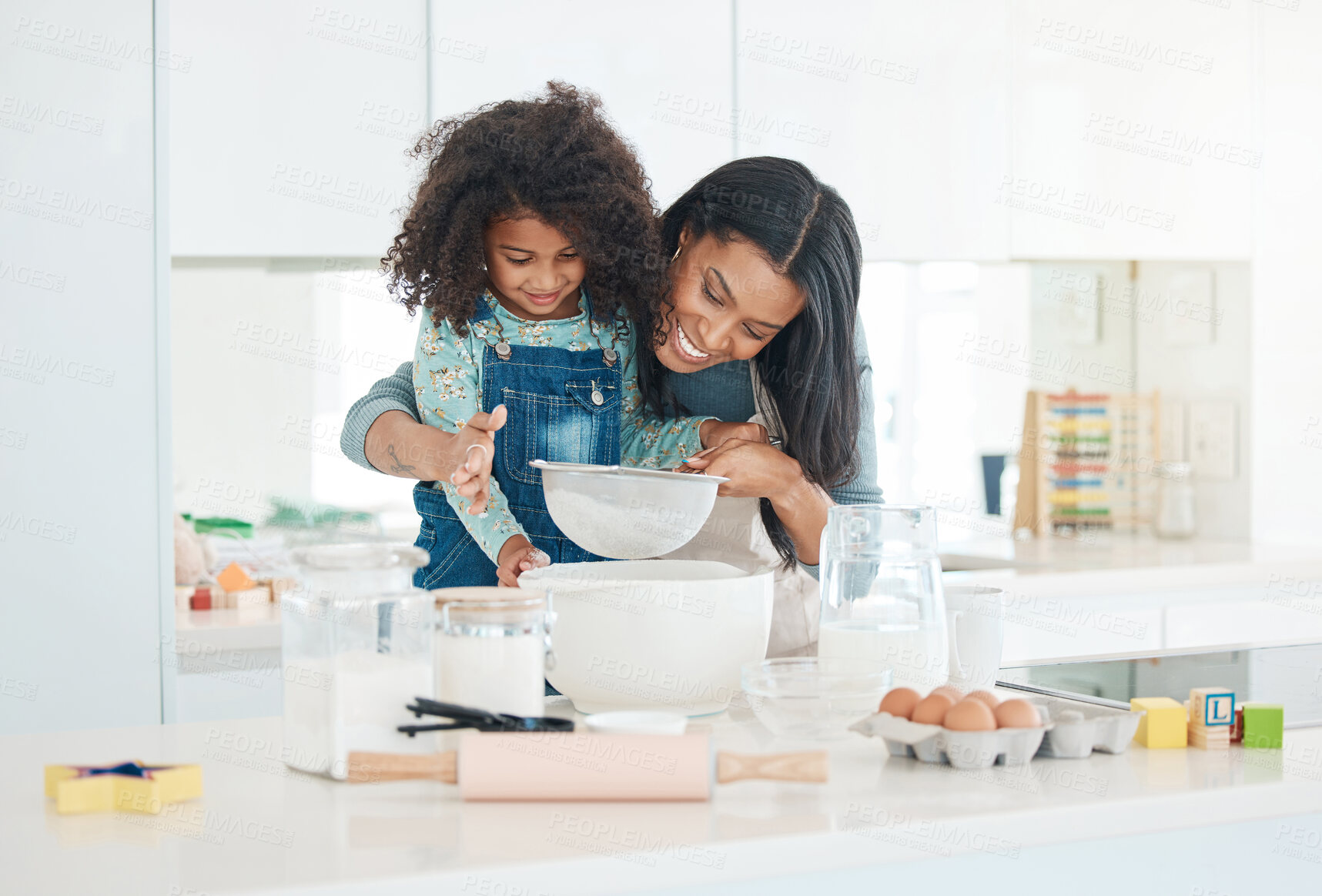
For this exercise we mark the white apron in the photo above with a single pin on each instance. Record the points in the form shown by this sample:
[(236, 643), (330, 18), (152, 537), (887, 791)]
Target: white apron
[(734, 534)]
######
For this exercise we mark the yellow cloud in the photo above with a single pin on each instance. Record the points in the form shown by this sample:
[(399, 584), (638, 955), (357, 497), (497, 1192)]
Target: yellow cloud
######
Exercise description → All lines in the entries above that include "cloud" should be found and copied.

Answer below →
For this exercise we mark the yellow cloud in the photo above with a single pin on each instance. Record the points in the form shown by this sample:
Target: yellow cloud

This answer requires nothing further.